Aim of the task:
Omitting all images, set down every line below exactly as it appears.

--- Supplied records Enclosed Below ---

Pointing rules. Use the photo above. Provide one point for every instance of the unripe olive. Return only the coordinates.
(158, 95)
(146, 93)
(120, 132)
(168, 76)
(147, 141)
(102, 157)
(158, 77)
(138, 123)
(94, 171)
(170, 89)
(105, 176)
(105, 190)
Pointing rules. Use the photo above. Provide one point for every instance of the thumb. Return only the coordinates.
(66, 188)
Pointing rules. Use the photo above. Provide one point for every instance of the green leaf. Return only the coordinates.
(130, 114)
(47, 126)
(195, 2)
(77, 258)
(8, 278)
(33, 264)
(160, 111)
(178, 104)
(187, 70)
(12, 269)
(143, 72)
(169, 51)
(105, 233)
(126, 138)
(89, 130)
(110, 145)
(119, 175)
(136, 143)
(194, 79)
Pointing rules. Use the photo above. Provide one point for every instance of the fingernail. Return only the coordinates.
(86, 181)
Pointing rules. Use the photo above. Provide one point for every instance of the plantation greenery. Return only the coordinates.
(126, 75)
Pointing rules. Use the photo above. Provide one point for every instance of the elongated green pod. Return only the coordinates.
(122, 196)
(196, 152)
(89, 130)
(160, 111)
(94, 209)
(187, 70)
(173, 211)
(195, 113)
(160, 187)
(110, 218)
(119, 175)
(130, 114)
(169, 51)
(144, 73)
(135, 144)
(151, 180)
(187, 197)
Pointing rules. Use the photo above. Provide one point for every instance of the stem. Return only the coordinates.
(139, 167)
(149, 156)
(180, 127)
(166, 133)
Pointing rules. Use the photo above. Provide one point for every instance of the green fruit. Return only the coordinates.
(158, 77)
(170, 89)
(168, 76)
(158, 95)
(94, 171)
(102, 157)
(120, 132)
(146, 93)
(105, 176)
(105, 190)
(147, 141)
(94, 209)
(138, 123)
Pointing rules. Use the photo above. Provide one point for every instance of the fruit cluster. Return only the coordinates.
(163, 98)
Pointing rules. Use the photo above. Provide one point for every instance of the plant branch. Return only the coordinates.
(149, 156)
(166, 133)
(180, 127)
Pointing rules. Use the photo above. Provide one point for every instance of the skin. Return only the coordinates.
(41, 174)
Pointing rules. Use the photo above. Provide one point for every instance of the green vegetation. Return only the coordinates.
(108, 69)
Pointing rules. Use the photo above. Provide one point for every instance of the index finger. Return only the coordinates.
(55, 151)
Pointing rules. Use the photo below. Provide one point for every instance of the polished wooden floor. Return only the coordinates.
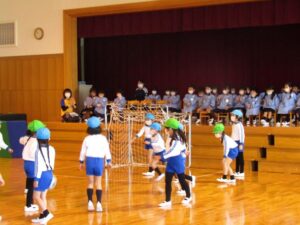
(128, 198)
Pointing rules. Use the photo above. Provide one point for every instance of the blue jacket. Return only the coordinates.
(286, 103)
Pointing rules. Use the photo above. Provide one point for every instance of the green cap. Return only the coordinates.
(34, 125)
(218, 128)
(172, 123)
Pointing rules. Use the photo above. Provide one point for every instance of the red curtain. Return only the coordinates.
(236, 57)
(265, 13)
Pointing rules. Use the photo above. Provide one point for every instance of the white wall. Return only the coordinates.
(47, 14)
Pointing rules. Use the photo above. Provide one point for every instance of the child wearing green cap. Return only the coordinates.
(175, 144)
(231, 151)
(30, 144)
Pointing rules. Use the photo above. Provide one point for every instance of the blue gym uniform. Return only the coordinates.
(190, 102)
(44, 165)
(95, 148)
(158, 146)
(175, 161)
(231, 149)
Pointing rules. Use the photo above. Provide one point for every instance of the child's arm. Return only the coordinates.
(2, 182)
(107, 154)
(82, 154)
(4, 146)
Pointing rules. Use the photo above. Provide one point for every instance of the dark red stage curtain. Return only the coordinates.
(266, 13)
(235, 57)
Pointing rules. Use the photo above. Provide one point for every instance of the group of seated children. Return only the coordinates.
(253, 104)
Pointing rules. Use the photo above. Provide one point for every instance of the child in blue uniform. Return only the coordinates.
(224, 102)
(208, 104)
(154, 97)
(175, 144)
(30, 146)
(240, 100)
(44, 165)
(252, 107)
(174, 102)
(100, 105)
(238, 135)
(158, 146)
(146, 131)
(230, 153)
(286, 105)
(190, 101)
(94, 150)
(269, 106)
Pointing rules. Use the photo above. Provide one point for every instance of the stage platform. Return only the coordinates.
(283, 156)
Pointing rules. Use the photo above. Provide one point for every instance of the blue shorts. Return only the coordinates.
(175, 165)
(29, 169)
(161, 154)
(233, 153)
(239, 143)
(94, 166)
(45, 181)
(148, 146)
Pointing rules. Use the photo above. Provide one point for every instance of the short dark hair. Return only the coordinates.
(94, 131)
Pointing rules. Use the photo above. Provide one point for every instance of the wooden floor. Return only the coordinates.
(128, 198)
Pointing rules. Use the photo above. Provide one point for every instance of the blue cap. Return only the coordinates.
(156, 126)
(93, 122)
(237, 113)
(43, 134)
(150, 116)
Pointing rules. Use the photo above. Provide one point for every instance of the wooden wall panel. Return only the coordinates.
(32, 85)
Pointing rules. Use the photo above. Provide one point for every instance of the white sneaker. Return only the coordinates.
(37, 220)
(91, 206)
(99, 207)
(181, 192)
(222, 180)
(193, 181)
(236, 174)
(149, 174)
(165, 204)
(32, 208)
(239, 175)
(186, 200)
(231, 181)
(46, 219)
(160, 177)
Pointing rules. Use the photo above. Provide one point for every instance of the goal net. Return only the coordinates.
(124, 125)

--- End of Enclosed Supplied records ---

Task response:
Pointing rules. Use the photo above. Provide one point for every instance of the unripe olive. Return only the coordinates.
(158, 95)
(146, 93)
(120, 132)
(168, 76)
(147, 141)
(102, 157)
(158, 77)
(138, 123)
(94, 171)
(170, 89)
(105, 176)
(105, 190)
Pointing rules. Use the photo above. Provide one point for every instance of the thumb. Return only the coordinates.
(66, 188)
Pointing rules. Use the photo above. Provide one point for every instance of the green leaf. Return only the coordinates.
(130, 114)
(47, 126)
(195, 2)
(77, 258)
(8, 278)
(33, 264)
(160, 111)
(178, 104)
(187, 70)
(12, 269)
(143, 72)
(169, 51)
(105, 233)
(126, 138)
(89, 130)
(110, 145)
(119, 175)
(136, 143)
(194, 79)
Pointing rules. Use the photo above. Provide one point for every instance of the fingernail. Return only the coordinates.
(86, 181)
Pointing rules. Use the photo above. Provide one point for every instance of the plantation greenery. Return only the coordinates.
(126, 75)
Pointing rules. Use the photo above. Provide one point for every instance of the elongated green pod. Return only the coordinates.
(122, 196)
(196, 152)
(89, 130)
(160, 111)
(94, 209)
(187, 70)
(173, 211)
(195, 113)
(160, 187)
(110, 218)
(119, 175)
(130, 114)
(169, 51)
(144, 73)
(135, 144)
(151, 180)
(187, 197)
Pointing rules. Use the photo above. Provide one point for every instance of the stem. Return only the coordinates.
(139, 167)
(149, 156)
(180, 127)
(166, 133)
Pointing rules. Use the photo above. Provide one point for every instance of the green fruit. Return only the coordinates.
(158, 77)
(170, 89)
(168, 76)
(158, 95)
(94, 171)
(102, 157)
(120, 132)
(146, 93)
(105, 176)
(105, 190)
(147, 141)
(94, 209)
(138, 123)
Pointing rules. Use the photo above. Provide one point for every instance of the fruit cluster. Return only the coordinates.
(163, 98)
Pointing rules. Use the photo above. Provide one point for every instance of the plant branch. Return only the coordinates.
(149, 156)
(166, 133)
(180, 127)
Pointing rules. Use the photo above. Provide one point for every instance of the skin. Return only the coordinates.
(41, 174)
Pointing rules. Use the photo above. Provide one point for every instance of the green vegetation. Return only the coordinates.
(108, 69)
Pointing rules. Use the photo above. Provide one point for every instance of the index finger. Return only the coordinates.
(55, 151)
Pointing rules. Use the photo below. Provide one point for every instance of the polished wooden floor. Return only the coordinates.
(128, 198)
Pointing rules. Use the photo above. Provide one point for every instance of the blue jacket. Return only the coordinates.
(286, 103)
Pointing rules. Use the photo above. Provide one point for every instance of the green cap. Return only the coordinates.
(34, 125)
(218, 128)
(172, 123)
Pointing rules. Use the photo above. Provide one point for every instance of the red curtain. Return only the coordinates.
(236, 57)
(265, 13)
Pointing rules. Use the photo above. Provide one point for every instance of the white wall. Return only the coordinates.
(47, 14)
Pointing rules. Use the photo above. Provide one point for every instance of the child wearing green cap. Return only the coordinates.
(175, 144)
(231, 151)
(30, 144)
Pointing rules. Use the photo above. Provide one point for every instance of the blue gym uniform. Return only the coordinates.
(190, 102)
(44, 165)
(95, 148)
(158, 146)
(175, 161)
(231, 149)
Pointing rules. Use the photo above. Provide one point for every instance of the child's arm. Return only the coordinates.
(2, 182)
(107, 154)
(82, 154)
(4, 146)
Pointing rules. Use the photo above. Provide one point for every instance of the dark red stage curtain. Return only the coordinates.
(266, 13)
(235, 57)
Pointing rules. Use the photo above. Provide one point for every instance of the group of seated children. Return only the coordinates.
(253, 104)
Pointing rules. Use the photo above. Provide one point for every instance of the child in blue uniform. Return only the coordinates.
(224, 102)
(208, 104)
(154, 97)
(175, 144)
(30, 146)
(240, 100)
(44, 165)
(252, 107)
(174, 102)
(100, 105)
(238, 135)
(158, 146)
(146, 131)
(230, 153)
(286, 105)
(190, 101)
(94, 150)
(269, 106)
Pointing rules. Use the photo above. Provide one point for every instance of the stage platform. Return only the coordinates.
(283, 156)
Pointing rules. Use the photo above. Provide one point for every instance of the blue shorts. Return only the coordinates.
(175, 165)
(29, 169)
(161, 154)
(233, 153)
(239, 143)
(94, 166)
(45, 181)
(148, 146)
Pointing rules. Use the photo above. Provide one point for every instance of the short dark hair. Return only the coordinates.
(94, 131)
Pointing rules. Use the photo above. Provide one point for every instance of the wooden floor. Return only the coordinates.
(128, 198)
Pointing rules. Use the photo above. Provide one point for every instance of the blue cap. Return only the coordinates.
(156, 126)
(93, 122)
(237, 113)
(43, 134)
(150, 116)
Pointing rules. Use the photo above. Provide one point for every instance of the wooden wall panel. Return only the coordinates.
(32, 85)
Pointing rules. Use the photo above. Provide one point for every instance of the white sneaker. Return only the coordinates.
(37, 220)
(91, 206)
(99, 207)
(181, 192)
(222, 180)
(193, 181)
(236, 174)
(149, 174)
(165, 204)
(32, 208)
(239, 175)
(186, 200)
(231, 181)
(46, 219)
(160, 177)
Pointing rules. Use the photo above. Provide one point for every instance of the goal net. Return only the coordinates.
(124, 125)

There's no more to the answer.